Long waits for medical care persist for thousands of veterans at Illinois VA hospitals despite efforts to hire more doctors, open more clinics and allow some patients to instead see private practice physicians.
An Associated Press review of government data in the wake of last year's national waiting time scandal found that nearly 20,000 medical appointments completed at the state's five major Department of Veterans Affairs' medical centers from September through February failed to meet the health system's timeliness goal, which calls for patients to be seen within 30 days.
Sixty-one percent of those delayed appointments were scheduled at the Edward Hines Jr. VA Hospital outside of Chicago, where the hospital's long-time director retired in October amid allegations of misconduct that Hines officials say were not substantiated during later VA inquiries.
Officials plan to add 168 new positions to Hines' medical staff over the next two years and another two dozen support workers as part of a $24 million infusion from the VA, said Dr. Jack Bulmash, its chief of staff. They've expanded evening and weekend hours at specialty care clinics and are broadening patient access to telemedicine.

Tasks to complete »
- 1) In the article on Illinois VA wait times, rewrite the paragraph beginning "Officials plan to add 168 new positions" as a short list that keeps its main facts.
- 2) Write the next part of the article on Illinois VA wait times, beginning after its final sentence.

Given data »

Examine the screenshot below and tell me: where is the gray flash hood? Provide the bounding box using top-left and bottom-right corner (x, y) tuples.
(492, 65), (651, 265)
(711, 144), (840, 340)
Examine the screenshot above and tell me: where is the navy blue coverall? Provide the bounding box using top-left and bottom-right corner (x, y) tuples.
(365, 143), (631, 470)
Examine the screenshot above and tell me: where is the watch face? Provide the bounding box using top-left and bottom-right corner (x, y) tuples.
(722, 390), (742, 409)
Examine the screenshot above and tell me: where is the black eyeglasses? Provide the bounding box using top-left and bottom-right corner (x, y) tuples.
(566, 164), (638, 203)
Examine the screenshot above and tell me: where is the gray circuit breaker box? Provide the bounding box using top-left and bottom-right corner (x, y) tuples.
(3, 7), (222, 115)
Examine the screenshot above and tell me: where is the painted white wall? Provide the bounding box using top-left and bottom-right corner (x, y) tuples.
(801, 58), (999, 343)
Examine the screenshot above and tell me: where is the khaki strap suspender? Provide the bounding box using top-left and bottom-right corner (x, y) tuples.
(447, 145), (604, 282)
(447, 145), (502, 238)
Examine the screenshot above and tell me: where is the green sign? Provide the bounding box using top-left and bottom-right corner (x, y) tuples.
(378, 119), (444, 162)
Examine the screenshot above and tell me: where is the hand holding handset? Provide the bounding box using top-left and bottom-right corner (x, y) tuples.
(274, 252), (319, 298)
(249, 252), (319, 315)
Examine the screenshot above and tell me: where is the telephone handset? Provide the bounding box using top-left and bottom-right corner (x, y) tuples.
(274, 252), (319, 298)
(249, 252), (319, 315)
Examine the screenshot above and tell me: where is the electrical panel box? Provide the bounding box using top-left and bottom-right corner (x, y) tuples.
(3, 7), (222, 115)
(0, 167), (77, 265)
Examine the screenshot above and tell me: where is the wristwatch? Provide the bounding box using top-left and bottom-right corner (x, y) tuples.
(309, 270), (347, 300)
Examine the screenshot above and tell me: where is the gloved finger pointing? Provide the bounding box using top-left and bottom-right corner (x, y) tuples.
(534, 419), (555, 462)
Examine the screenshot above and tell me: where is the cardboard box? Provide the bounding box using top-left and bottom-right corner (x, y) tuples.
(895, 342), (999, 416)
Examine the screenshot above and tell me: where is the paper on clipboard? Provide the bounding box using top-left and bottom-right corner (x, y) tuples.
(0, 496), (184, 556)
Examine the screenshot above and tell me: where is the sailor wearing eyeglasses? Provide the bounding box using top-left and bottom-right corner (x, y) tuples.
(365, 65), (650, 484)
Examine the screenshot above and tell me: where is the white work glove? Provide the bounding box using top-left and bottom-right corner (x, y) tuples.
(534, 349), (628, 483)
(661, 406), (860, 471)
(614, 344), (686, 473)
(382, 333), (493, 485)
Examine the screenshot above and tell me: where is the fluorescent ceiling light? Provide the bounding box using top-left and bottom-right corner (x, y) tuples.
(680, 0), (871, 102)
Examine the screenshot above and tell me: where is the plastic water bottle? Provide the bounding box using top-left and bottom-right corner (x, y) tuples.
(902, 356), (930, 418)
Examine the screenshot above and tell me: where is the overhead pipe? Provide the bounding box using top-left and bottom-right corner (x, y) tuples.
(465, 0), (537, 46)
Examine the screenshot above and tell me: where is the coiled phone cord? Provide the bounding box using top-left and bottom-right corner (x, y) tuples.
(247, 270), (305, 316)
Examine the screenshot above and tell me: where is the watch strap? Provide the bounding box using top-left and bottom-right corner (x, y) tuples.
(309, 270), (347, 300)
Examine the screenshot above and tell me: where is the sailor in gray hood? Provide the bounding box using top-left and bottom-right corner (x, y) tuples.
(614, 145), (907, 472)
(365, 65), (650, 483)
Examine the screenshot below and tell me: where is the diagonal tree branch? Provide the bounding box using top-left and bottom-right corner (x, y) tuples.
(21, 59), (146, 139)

Responses by task »
- 1)
- Source: Dr. Jack Bulmash, chief of staff at Hines
- Staffing: 168 new medical positions over the next two years, plus about two dozen support workers
- Funding: a $24 million infusion from the VA
- Clinic hours: expanded evening and weekend hours at specialty care clinics
- Telemedicine: broader patient access

- 2)
But the gaps persist, with 2,795 appointments delayed between two and three months during the AP review period.
"We're certainly aware that we have challenges in certain areas to provide (timely) access," Bulmash said. But he and other Hines administrators emphasized that 94 percent of appointments meet the new federal guidelines, while those that don't meet the guidelines generally involve routine care, not medical emergencies.
"Care that is needed right now is provided right now," he said.
The AP examined waiting times at 940 VA hospitals and outpatient clinics nationwide to gauge the impact of federal changes since a scandal over delays and cover-up attempts led to the resignation of VA Secretary Eric Shinseki. In August, Congress gave the VA an additional $16.3 billion to attack the problem.
The VA introduced a new method for measuring wait times at the end of last summer, making comparison of previously released wait times with current statistics difficult.
Illinois' other four VA medical centers have fared better with delayed patient care. Both the Jesse Brown Center in Chicago and the Marion VA hospital hovered slightly below the national average of 2.8 percent of appointments completed later than 30 days. The VA Illiana hospital in Danville and the Capt. James A. Lovell Federal Health Center in North Chicago both outpace the national average. Eight of the state's 25 outpatient clinics met the VA's timeliness standard better than 99 percent of the time, including those in Charleston, Evanston, McHenry, Rockford and Carbondale, where just six appointments out of nearly 3,000 weren't completed in time.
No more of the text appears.